Supplied records —
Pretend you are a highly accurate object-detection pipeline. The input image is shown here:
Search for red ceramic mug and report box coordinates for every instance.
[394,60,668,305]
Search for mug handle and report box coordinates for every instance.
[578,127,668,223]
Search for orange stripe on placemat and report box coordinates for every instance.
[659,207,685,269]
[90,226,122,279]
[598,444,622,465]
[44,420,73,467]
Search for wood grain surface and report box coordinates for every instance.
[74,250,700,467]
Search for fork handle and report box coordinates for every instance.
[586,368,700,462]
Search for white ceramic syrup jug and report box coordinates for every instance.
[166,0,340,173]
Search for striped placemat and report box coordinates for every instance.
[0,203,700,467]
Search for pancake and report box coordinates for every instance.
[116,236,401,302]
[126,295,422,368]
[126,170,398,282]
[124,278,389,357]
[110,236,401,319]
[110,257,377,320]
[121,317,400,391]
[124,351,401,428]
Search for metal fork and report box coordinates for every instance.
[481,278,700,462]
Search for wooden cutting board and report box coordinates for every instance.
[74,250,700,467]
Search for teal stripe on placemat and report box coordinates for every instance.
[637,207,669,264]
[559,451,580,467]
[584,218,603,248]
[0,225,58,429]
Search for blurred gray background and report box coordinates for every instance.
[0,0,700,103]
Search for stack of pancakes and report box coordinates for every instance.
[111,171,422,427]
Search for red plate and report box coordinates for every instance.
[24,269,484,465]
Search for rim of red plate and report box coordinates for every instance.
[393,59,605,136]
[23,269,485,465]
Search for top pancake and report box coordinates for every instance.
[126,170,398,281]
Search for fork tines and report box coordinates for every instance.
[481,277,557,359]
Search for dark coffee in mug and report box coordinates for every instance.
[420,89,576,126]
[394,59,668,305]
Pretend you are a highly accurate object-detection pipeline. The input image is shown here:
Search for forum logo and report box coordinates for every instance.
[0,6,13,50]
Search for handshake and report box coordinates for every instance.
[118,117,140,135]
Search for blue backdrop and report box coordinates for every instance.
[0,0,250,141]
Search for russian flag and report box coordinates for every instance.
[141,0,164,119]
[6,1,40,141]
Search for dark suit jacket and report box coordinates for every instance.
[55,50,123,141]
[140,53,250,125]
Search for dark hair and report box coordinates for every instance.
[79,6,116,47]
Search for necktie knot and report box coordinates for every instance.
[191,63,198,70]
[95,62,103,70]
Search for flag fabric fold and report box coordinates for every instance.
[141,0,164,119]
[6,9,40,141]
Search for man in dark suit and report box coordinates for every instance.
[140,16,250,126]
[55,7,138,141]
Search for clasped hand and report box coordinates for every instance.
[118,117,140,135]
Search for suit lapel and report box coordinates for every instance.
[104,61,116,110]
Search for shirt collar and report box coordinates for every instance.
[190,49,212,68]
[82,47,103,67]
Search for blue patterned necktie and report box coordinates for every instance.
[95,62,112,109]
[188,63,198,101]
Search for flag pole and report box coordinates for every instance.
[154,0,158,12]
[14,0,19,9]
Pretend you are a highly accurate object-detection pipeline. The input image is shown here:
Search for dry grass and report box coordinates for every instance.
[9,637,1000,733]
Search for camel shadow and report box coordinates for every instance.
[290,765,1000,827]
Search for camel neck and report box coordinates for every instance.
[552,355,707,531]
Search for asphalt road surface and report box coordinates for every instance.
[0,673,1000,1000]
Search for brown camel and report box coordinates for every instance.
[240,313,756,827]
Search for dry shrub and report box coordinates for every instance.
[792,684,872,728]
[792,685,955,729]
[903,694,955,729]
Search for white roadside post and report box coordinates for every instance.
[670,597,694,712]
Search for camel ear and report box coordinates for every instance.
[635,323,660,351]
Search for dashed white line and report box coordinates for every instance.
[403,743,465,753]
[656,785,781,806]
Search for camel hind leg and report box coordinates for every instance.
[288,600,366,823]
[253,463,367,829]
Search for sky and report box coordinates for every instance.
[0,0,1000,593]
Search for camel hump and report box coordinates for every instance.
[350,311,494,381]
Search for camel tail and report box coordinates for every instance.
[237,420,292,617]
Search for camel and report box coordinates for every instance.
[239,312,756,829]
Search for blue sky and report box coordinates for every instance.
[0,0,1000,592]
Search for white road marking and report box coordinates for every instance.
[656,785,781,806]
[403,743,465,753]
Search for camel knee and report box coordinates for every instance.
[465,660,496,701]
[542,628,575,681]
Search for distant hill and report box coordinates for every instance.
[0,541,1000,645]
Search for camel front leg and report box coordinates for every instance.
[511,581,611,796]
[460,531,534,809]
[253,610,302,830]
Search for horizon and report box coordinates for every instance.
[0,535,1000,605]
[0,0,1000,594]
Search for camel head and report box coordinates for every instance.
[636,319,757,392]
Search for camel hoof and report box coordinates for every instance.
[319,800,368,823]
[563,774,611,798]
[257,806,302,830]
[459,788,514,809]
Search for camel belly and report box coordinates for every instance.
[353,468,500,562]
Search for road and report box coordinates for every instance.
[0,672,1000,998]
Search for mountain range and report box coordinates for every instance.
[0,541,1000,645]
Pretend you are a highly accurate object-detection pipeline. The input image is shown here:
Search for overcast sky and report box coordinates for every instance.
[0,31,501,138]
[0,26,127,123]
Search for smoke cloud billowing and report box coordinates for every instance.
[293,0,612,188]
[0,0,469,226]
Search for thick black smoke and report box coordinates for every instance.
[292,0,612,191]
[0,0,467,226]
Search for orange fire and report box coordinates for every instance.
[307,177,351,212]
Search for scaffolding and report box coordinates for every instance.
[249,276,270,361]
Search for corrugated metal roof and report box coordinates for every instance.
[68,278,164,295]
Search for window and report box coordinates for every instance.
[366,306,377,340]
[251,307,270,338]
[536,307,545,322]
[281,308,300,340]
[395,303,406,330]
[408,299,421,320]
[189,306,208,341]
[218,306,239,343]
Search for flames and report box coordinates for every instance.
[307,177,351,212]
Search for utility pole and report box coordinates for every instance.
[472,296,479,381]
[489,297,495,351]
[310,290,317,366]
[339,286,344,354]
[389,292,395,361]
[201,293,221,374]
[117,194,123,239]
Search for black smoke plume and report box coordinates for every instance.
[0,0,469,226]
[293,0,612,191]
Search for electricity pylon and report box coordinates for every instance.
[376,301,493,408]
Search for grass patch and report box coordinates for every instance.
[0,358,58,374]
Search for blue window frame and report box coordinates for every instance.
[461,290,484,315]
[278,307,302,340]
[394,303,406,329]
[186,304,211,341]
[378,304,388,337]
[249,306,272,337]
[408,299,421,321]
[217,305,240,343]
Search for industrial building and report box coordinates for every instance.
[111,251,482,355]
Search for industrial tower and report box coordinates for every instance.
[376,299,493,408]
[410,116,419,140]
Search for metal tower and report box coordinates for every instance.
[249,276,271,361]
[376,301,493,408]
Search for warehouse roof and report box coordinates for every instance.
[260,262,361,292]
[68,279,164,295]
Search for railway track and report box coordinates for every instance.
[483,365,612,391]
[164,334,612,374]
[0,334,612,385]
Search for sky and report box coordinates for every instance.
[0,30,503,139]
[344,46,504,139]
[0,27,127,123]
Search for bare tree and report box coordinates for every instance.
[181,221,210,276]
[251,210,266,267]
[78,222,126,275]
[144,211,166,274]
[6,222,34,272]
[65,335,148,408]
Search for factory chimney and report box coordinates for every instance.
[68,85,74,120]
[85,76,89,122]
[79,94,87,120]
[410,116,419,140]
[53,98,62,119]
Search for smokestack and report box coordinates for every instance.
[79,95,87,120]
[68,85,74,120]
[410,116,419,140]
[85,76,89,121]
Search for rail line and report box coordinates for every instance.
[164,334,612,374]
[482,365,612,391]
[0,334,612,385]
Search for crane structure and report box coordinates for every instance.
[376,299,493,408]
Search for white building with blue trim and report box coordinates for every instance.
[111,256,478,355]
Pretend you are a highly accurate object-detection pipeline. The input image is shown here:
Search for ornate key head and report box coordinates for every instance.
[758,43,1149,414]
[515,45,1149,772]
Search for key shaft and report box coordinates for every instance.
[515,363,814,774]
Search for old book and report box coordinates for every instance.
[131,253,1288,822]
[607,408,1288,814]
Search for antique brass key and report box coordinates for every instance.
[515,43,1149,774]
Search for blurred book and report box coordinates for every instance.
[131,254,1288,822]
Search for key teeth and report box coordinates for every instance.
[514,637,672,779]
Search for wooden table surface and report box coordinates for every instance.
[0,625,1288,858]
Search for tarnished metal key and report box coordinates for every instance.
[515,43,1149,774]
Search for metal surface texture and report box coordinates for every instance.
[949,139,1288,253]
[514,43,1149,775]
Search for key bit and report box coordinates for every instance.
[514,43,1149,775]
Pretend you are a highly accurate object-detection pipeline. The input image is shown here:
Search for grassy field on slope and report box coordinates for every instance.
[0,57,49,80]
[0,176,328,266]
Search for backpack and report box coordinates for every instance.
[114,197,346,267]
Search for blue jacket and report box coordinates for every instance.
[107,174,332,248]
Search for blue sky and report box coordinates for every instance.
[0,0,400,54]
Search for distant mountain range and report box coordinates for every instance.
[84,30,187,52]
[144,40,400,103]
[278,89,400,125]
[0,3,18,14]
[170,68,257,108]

Set problem —
Reproduce the records verbatim, starting at the line that contains "Search for mountain" and ending at the line that contains "[68,278,164,295]", with both of those lines included.

Result of the task —
Search for mountain range and report box coordinates for every instance.
[0,541,1000,645]
Pretend you are a highly accurate object-detection pipeline. The input image is shown here:
Search for overcast sky and report box coordinates for every instance.
[0,31,501,138]
[0,26,127,123]
Search for smoke cloud billowing and report box coordinates for every instance.
[293,0,612,188]
[0,0,469,226]
Search for thick black smoke and report box coordinates for every instance.
[292,0,612,191]
[0,0,467,226]
Search for orange fire and report box coordinates for every instance.
[307,177,351,212]
Search for scaffolding and report box coordinates for every instance.
[249,276,270,361]
Search for corrugated metal roof and report box coordinates for every instance.
[68,278,164,295]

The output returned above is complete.